[Data extracted from a collection]
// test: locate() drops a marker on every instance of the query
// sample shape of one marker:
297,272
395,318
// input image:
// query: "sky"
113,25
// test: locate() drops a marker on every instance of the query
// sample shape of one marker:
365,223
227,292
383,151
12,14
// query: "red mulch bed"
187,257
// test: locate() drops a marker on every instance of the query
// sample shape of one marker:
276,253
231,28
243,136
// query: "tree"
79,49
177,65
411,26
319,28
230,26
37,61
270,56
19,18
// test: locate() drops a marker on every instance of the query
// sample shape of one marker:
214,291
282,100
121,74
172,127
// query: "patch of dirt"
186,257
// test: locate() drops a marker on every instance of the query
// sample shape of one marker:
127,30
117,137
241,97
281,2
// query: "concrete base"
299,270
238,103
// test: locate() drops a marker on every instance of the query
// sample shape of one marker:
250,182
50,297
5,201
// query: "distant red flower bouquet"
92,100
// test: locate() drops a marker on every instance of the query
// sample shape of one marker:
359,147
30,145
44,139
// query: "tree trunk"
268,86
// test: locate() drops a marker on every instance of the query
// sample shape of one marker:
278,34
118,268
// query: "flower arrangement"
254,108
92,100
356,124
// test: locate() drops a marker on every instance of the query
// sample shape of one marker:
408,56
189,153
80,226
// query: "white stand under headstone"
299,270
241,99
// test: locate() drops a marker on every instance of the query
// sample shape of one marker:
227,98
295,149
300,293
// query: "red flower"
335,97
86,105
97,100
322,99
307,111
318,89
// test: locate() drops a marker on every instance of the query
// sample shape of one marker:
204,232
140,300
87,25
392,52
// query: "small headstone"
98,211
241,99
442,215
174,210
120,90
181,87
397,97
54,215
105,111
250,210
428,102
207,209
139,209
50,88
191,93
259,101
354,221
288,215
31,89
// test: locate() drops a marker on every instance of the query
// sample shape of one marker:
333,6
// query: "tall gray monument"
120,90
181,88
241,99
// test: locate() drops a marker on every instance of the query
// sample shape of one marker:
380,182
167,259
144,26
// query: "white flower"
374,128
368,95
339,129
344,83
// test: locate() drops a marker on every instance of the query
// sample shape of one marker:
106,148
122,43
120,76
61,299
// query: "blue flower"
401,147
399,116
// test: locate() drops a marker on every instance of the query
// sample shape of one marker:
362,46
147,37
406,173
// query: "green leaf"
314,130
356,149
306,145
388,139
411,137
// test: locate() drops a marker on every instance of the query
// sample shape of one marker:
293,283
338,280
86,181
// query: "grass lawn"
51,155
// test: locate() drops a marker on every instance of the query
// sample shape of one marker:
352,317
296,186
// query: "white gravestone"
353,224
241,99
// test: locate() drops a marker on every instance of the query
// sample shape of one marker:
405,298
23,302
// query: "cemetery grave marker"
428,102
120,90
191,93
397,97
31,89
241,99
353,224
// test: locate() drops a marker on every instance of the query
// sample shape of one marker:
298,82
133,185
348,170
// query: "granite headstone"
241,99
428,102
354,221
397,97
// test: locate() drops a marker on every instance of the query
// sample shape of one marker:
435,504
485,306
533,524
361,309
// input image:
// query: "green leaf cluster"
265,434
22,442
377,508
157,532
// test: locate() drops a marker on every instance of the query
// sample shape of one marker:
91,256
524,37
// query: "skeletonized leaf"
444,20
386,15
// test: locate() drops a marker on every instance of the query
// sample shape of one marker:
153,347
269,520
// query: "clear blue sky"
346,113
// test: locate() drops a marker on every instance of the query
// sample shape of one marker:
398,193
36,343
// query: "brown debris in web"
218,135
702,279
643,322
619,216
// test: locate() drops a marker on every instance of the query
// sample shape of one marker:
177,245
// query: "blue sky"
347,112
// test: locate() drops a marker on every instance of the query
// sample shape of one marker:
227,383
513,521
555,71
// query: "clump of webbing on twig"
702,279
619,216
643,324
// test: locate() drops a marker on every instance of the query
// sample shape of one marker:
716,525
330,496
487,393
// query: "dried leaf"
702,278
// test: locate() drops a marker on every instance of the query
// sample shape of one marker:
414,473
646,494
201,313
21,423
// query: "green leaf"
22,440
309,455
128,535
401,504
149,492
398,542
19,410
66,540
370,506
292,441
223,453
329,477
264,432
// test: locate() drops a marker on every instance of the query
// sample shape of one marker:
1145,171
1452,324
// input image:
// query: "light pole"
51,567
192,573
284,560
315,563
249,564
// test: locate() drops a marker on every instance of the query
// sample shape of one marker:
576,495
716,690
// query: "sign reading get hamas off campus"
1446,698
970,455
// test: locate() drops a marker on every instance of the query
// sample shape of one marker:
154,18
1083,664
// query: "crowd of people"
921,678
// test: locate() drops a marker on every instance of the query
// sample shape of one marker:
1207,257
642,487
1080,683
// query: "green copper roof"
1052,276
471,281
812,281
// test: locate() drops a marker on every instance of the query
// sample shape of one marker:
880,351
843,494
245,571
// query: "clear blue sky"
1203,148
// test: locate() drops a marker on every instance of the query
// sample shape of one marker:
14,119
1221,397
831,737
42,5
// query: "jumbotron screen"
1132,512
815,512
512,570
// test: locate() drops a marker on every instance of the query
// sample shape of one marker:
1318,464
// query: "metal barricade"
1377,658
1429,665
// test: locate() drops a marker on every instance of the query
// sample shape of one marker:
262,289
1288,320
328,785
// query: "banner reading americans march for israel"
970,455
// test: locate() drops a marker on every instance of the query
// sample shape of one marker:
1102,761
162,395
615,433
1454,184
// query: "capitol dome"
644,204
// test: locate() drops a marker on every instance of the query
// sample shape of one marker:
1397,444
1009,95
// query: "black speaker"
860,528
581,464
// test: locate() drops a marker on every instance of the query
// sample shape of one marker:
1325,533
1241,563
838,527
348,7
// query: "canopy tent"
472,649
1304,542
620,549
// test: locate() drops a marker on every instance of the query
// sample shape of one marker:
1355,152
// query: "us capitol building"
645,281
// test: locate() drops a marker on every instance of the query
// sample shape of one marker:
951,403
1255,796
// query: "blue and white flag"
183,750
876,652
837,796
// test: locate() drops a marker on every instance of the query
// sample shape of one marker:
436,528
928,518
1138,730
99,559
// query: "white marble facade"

**REQUIRED WORK:** The records above must be transcribed in full, word for word.

**ANSWER SECTION:**
// test: locate() drops a marker on every instance of the query
// sample shape of one marker:
297,272
395,318
// input image:
// query: "sky"
113,25
// test: locate() drops a marker on every instance of the query
// sample shape of one marker:
365,223
227,292
383,151
12,14
// query: "red mulch bed"
187,257
// test: locate() drops a marker on every instance of the query
// sample shape of one marker:
276,253
231,28
243,136
// query: "tree"
79,49
177,65
411,26
319,28
230,26
37,61
270,56
19,18
// test: locate() drops a marker on every instance of the query
// sample shape of one marker:
214,291
282,100
121,74
172,127
// query: "patch of dirt"
186,257
// test: locate() drops a marker on every instance of the query
// sample shape of one marker:
127,30
117,137
241,97
281,2
// query: "concrete base"
299,270
238,103
// test: locate() drops a marker on every instance of the query
// sample shape of one marker:
250,182
50,297
5,201
// query: "distant red flower bouquet"
92,100
// test: locate() drops a marker on every instance of the query
// sample shape of one marker:
359,147
30,145
44,139
// query: "tree trunk"
268,86
// test: locate() drops a marker on every instance of the query
// sample shape of one marker:
278,34
118,268
// query: "flower arrangement"
254,108
92,100
356,124
// test: locate() drops a marker on every instance of the query
// sample shape of one marker:
408,56
189,153
80,226
// query: "white stand under headstone"
299,270
241,99
// test: locate() drops a marker on every instance of the query
// sample shape of one marker:
227,98
295,149
300,293
// query: "red flower"
335,97
86,105
97,100
322,99
307,111
318,89
// test: locate() drops a marker on every instance of the query
// sample shape of one marker:
204,232
140,300
87,25
392,52
// query: "small headstone"
98,211
241,99
442,215
174,210
120,90
181,87
397,97
54,215
105,111
250,210
428,102
207,209
139,209
50,88
191,93
259,101
354,221
288,215
31,89
// test: locate() drops a marker on every instance of the query
// sample shape of one marker:
333,6
// query: "tall gray monument"
120,90
181,88
241,99
// test: locate() drops a marker on every instance of the query
// sample shape of one marker:
380,182
167,259
144,26
// query: "white flower"
374,128
368,95
339,129
344,83
// test: locate() drops a marker on every instance of the query
// sample shape of one marker:
106,148
122,43
120,76
61,299
// query: "blue flower"
401,147
399,116
// test: locate() drops a marker on every instance of the query
// sample shape of one marker:
362,46
147,37
406,173
// query: "green leaf"
314,130
356,149
306,145
388,139
411,137
// test: locate() drops a marker on every instance of the query
// sample shape of one marker:
293,283
338,280
86,181
// query: "grass lawn"
51,155
// test: locate() drops a marker on every instance of the query
// sample shape of one marker:
352,317
296,186
// query: "white gravestone"
353,224
241,99
// test: locate() drops a marker on every instance of the query
// sample shape of one marker:
405,298
23,302
// query: "cemetery grave marker"
428,102
120,90
191,93
397,97
31,89
241,99
353,224
// test: locate() drops a marker on every instance of the query
// sample shape of one marker:
298,82
133,185
348,170
// query: "granite headstone"
241,99
428,102
354,221
397,97
// test: locate() drops a marker on every instance of the query
// sample shape of one marker:
435,504
485,306
533,524
361,309
// input image:
// query: "green leaf cluster"
265,434
22,442
377,508
157,532
// test: locate() drops a marker on every instance of the query
// sample shape of one marker:
91,256
524,37
// query: "skeletonized leaf"
444,20
386,15
// test: locate() drops a marker on every instance of the query
// sample shape of one marker:
153,347
269,520
// query: "clear blue sky"
346,113
// test: locate() drops a marker on every instance of the query
// sample shape of one marker:
398,193
36,343
// query: "brown debris in web"
218,135
702,279
643,322
619,216
// test: locate() drops a marker on every instance of the query
// sample shape of one marker:
177,245
// query: "blue sky"
347,112
// test: locate() drops a marker on every instance of the query
// sample shape of one marker:
227,383
513,521
555,71
// query: "clump of webbing on twig"
702,279
619,216
643,324
// test: locate() drops a marker on every instance of the query
// sample shape of one marker:
716,525
330,496
487,393
// query: "dried leaf"
702,278
// test: locate() drops a marker on every instance of the query
// sample shape of one marker:
414,473
646,494
201,313
21,423
// query: "green leaf"
22,440
309,455
128,535
401,504
149,492
398,542
19,410
66,540
370,506
292,441
223,453
329,477
264,432
// test: locate() drops a marker on every instance of the query
// sample shape of one marker:
1145,171
1452,324
// input image:
// query: "light pole"
51,567
192,573
284,560
315,563
249,564
// test: locate() drops a marker on every instance of the query
// sample shape of one marker:
576,495
716,690
// query: "sign reading get hamas off campus"
1446,698
970,455
// test: locate() drops a marker on every instance of the query
// sample shape of one marker:
154,18
1083,664
// query: "crowd of people"
921,678
// test: locate() drops a marker on every instance of the query
// sample shape of one marker:
1207,257
642,487
1080,683
// query: "green copper roof"
1052,276
471,281
812,281
// test: locate() drops a marker on every instance of the query
// sample shape of one marker:
880,351
843,494
245,571
// query: "clear blue sky"
1203,148
// test: locate() drops a marker on every instance of the query
// sample shape of one marker:
14,119
1221,397
831,737
42,5
// query: "jumbotron screen"
1132,512
815,512
512,570
// test: locate() drops a marker on every instance of the query
// sample shape of one marker:
1318,464
// query: "metal barricade"
1377,658
1429,665
// test: locate() drops a marker on every instance of the query
// sample shape of one marker:
262,289
1288,320
328,785
// query: "banner reading americans march for israel"
970,455
// test: locate() drops a marker on every instance of the query
// sample shape of one marker:
1102,761
162,395
615,433
1454,184
// query: "capitol dome"
644,204
// test: locate() drops a marker on every instance of the query
// sample shape of one marker:
1397,444
1009,95
// query: "black speaker"
860,528
581,464
// test: locate() drops a marker on every instance of the query
// sample shape of one marker:
1325,533
1241,563
838,527
348,7
// query: "canopy tent"
472,649
1304,542
620,549
// test: locate() drops a marker on every instance of the query
// sample shape of one marker:
1355,152
// query: "us capitol building"
645,281
// test: locate() drops a marker on every instance of the query
// sample shape of one marker:
951,403
1255,796
// query: "blue and white flag"
183,750
876,652
837,796
// test: locate() drops a marker on every instance of the query
// sample shape of one marker:
436,528
928,518
1138,730
99,559
// query: "white marble facade"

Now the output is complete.